EXTRACTO DE ORIGEN —

A todo esto el pensamiento
existencialista lo pondría en la bolsa de la “inautenticidad” sin
preguntarse si lo auténtico no es un fantasma mucho más cómodo, como el
de esos personajes que se miran al espejo amenazando suicidarse con una
navaja y lo que hacen es confirmar su náusea con la cara mejor afeitada.
Aquí nos despedimos del mito del buen
salvaje que tanto explotan los neocolonialismos y del mito de la
autenticidad de las heroínas stendhalianas, que no paran hasta tener
entre sus manos la cabeza del hombre que aman.
No estamos en el mundo del mito sino en
el metatexto interminable de las babeles virtuales que desconcen la
purificación del fuego.
Spregelburd no adhiere a la escuela del
simpático profesor John Zerzan, ecologista radical y referencia
ideológica de las revueltas en Seattle contra la globalización, que al
impedir el encuentro lograron el objetivo contrario al propuesto –la
rebaja de los aranceles de los países centrales que iba a discutirse–, y
autor de Future Primitive and Other Essays, donde propone una vuelta a la prehistoria, a una sociedad de cazadores y recolectores sin industria ni tecnología.

ENTRADAS MOSTRADAS —
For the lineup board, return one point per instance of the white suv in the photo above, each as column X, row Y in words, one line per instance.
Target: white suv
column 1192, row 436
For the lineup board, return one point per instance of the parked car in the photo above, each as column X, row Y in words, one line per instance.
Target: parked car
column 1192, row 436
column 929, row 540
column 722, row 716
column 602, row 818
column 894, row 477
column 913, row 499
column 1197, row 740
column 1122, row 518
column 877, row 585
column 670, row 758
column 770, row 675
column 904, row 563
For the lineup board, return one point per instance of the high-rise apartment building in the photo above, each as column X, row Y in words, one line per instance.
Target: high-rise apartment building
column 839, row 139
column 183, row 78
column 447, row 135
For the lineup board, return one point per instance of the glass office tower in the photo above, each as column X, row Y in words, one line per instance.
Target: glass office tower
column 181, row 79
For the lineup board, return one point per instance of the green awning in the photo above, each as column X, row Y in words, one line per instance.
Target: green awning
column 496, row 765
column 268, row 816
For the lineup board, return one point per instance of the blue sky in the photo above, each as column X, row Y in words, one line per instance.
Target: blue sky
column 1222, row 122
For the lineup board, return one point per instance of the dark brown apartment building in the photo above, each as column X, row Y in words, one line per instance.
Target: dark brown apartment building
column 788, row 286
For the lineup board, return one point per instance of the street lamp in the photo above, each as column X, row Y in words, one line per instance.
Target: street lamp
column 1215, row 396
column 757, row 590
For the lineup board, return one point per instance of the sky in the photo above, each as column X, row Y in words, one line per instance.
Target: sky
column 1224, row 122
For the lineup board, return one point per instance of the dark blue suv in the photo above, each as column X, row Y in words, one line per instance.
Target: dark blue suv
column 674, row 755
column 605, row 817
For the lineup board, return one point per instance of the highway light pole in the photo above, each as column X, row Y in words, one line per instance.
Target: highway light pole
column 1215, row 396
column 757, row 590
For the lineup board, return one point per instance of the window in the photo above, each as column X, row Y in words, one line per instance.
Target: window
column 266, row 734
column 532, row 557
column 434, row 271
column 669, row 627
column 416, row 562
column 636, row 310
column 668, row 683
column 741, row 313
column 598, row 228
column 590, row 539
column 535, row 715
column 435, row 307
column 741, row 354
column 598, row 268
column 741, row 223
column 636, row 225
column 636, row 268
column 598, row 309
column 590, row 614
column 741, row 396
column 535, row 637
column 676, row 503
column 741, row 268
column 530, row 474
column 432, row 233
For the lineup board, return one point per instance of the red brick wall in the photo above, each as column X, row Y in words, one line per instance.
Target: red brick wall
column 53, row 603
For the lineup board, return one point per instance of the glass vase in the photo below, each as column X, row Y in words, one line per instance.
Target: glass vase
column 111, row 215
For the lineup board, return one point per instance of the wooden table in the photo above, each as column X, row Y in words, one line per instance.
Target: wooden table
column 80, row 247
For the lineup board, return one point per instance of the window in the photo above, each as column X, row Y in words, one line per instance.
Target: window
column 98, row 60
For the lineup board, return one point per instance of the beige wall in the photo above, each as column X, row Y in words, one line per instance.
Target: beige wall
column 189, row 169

TAREAS POR REALIZAR —
1 – Según el extracto, ¿por qué las revueltas de Seattle contra la globalización lograron el objetivo contrario al propuesto? Responde en una a tres oraciones.
2 – Formatea como CSV de dos columnas, "consigna" y "respuesta", las entradas que van desde el comienzo de las entradas hasta la línea que contiene "column 904, row 563", ambas incluidas. Usa una fila por entrada y pon cada campo entre comillas, con los saltos de línea convertidos en espacios.
Las entradas no guardan ninguna relación con el extracto.

RESPUESTAS POR TAREA —
1 – Lo lograron porque impidieron el encuentro. El extracto señala que en ese encuentro iba a discutirse la rebaja de los aranceles de los países centrales.

2 –
consigna,respuesta
"For the lineup board, return one point per instance of the white suv in the photo above, each as column X, row Y in words, one line per instance. Target: white suv","column 1192, row 436"
"For the lineup board, return one point per instance of the parked car in the photo above, each as column X, row Y in words, one line per instance. Target: parked car","column 1192, row 436 column 929, row 540 column 722, row 716 column 602, row 818 column 894, row 477 column 913, row 499 column 1197, row 740 column 1122, row 518 column 877, row 585 column 670, row 758 column 770, row 675 column 904, row 563"